» **EXERCISE TASK**
Go through the entries below and write each one out exactly.

» **DATASET ROWS**

▼▼▼

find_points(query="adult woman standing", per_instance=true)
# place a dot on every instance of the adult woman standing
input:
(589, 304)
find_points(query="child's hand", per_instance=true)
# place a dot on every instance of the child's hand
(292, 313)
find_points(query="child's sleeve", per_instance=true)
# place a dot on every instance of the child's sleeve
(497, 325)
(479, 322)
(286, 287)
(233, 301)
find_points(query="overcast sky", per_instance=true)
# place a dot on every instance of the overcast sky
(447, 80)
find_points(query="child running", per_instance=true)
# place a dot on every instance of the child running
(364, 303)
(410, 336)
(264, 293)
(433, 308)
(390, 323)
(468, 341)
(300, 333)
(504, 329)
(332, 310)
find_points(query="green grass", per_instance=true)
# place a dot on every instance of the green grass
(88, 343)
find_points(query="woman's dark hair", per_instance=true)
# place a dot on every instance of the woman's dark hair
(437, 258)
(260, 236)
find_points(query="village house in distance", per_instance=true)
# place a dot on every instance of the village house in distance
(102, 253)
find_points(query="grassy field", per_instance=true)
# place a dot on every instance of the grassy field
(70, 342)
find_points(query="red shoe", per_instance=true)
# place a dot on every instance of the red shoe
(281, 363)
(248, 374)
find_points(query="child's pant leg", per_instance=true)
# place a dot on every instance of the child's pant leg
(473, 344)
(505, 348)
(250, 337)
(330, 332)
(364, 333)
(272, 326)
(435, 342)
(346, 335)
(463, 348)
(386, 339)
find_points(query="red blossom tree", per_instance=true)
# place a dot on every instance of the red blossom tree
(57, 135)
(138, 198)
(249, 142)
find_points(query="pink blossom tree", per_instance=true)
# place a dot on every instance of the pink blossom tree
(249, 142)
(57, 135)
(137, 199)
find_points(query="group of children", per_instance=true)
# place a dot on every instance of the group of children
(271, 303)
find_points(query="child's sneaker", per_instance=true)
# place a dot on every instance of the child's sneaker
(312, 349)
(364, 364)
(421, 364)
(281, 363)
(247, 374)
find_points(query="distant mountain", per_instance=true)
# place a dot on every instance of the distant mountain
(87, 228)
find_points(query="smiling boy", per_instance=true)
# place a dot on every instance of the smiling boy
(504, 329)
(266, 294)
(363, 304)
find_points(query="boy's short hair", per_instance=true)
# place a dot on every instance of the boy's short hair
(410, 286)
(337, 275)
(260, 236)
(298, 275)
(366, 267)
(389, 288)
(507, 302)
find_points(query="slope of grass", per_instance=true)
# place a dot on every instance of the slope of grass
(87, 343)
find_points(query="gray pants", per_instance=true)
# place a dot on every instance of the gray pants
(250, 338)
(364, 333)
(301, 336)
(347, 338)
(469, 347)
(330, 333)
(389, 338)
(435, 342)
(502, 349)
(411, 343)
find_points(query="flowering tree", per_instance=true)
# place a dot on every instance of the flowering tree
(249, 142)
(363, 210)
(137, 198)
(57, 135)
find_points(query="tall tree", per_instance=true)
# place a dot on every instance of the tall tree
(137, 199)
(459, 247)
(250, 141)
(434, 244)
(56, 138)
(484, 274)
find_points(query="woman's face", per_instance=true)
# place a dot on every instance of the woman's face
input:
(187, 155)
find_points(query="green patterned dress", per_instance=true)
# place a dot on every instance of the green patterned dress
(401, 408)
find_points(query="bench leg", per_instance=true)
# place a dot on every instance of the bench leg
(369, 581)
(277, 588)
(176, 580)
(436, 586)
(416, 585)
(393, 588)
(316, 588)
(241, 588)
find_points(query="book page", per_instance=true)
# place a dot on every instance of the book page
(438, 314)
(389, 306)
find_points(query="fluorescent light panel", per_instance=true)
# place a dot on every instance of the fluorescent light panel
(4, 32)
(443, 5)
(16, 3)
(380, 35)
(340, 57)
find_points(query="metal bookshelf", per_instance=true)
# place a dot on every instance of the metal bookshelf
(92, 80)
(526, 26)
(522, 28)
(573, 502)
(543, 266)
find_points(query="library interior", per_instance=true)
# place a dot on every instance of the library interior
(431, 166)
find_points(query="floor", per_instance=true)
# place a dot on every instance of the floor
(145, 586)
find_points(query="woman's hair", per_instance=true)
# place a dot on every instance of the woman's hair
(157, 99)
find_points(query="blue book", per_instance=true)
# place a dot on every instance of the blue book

▲▲▲

» **TASK ANSWER**
find_points(query="adult woman standing", per_instance=true)
# place a dot on every instance of the adult woman standing
input:
(589, 304)
find_points(query="child's hand", per_instance=true)
# place a dot on every instance of the child's hand
(292, 313)
find_points(query="child's sleeve", per_instance=true)
# place a dot on every instance of the child's sleeve
(497, 325)
(479, 322)
(286, 287)
(233, 301)
find_points(query="overcast sky", per_instance=true)
# place a dot on every instance of the overcast sky
(447, 80)
find_points(query="child running", per_instance=true)
# place a dot on every instance of the child running
(364, 303)
(410, 336)
(264, 293)
(433, 308)
(390, 323)
(468, 341)
(300, 333)
(504, 329)
(332, 310)
find_points(query="green grass", per_instance=true)
# place a dot on every instance of the green grass
(88, 343)
find_points(query="woman's dark hair", per_instance=true)
# place a dot on every instance of the woman's dark hair
(437, 258)
(260, 236)
find_points(query="village house in distance", per_instance=true)
# place a dot on every instance of the village house in distance
(102, 253)
find_points(query="grassy field", per_instance=true)
# place a dot on every instance of the grassy field
(70, 342)
find_points(query="red shoe", per_instance=true)
# place a dot on every instance of the red shoe
(281, 363)
(248, 374)
find_points(query="child's pant leg", per_instance=true)
# place a dot on every instance of the child's pant leg
(473, 344)
(505, 348)
(250, 337)
(330, 332)
(364, 333)
(272, 326)
(435, 342)
(346, 335)
(463, 348)
(386, 339)
find_points(query="red blossom tree", per_instance=true)
# place a dot on every instance of the red blossom tree
(57, 135)
(138, 198)
(249, 142)
find_points(query="pink blossom tree", per_instance=true)
# place a dot on every instance of the pink blossom tree
(249, 142)
(57, 135)
(137, 199)
find_points(query="group of children", per_instance=true)
# place a dot on every instance of the group of children
(271, 303)
find_points(query="child's sneaker", per_instance=true)
# place a dot on every instance of the child's sneaker
(312, 349)
(364, 364)
(421, 364)
(281, 363)
(247, 374)
find_points(query="distant mountain", per_instance=true)
# place a dot on every instance of the distant mountain
(87, 228)
find_points(query="smiling boy", per_instance=true)
# place a dot on every instance of the smiling boy
(504, 329)
(266, 294)
(363, 304)
find_points(query="boy's short hair", per_instance=true)
# place a dot on every instance of the boy's short hair
(410, 286)
(337, 275)
(260, 236)
(298, 275)
(366, 267)
(389, 288)
(507, 302)
find_points(query="slope of grass", per_instance=true)
# place a dot on every instance of the slope of grass
(87, 343)
find_points(query="gray pants", per_instance=true)
# place a dot on every instance of the gray pants
(250, 338)
(364, 333)
(301, 336)
(347, 338)
(469, 347)
(330, 333)
(389, 338)
(435, 342)
(502, 349)
(411, 343)
find_points(query="flowering tree", per_instance=true)
# place a dot on every instance of the flowering tree
(249, 142)
(363, 210)
(137, 198)
(57, 135)
find_points(query="tall tree", per_instance=true)
# place a dot on every instance of the tall tree
(137, 199)
(459, 247)
(250, 141)
(434, 244)
(56, 138)
(484, 274)
find_points(query="woman's face", per_instance=true)
# place a dot on every instance of the woman's face
input:
(187, 155)
find_points(query="green patterned dress", per_instance=true)
# place a dot on every instance of the green patterned dress
(401, 408)
find_points(query="bench leg", per_instance=true)
# place a dot on every instance of the bench leg
(369, 581)
(277, 588)
(176, 580)
(436, 586)
(416, 585)
(393, 588)
(316, 588)
(241, 588)
find_points(query="book page", per_instance=true)
# place a dot on every instance of the book page
(438, 314)
(389, 306)
find_points(query="fluorescent light panel", per_instance=true)
# place a dot on every instance of the fluorescent light panel
(4, 32)
(443, 5)
(16, 3)
(380, 35)
(340, 57)
find_points(query="metal bookshelf", per_instance=true)
# place a dot on every instance of the metal bookshelf
(92, 80)
(526, 26)
(522, 28)
(573, 502)
(543, 266)
find_points(query="library interior", per_instance=true)
# place a dot on every instance of the library interior
(431, 166)
find_points(query="floor", per_instance=true)
# place a dot on every instance of the floor
(145, 586)
find_points(query="woman's hair", per_instance=true)
# place a dot on every instance of the woman's hair
(157, 99)
find_points(query="blue book", per_instance=true)
# place a dot on every instance of the blue book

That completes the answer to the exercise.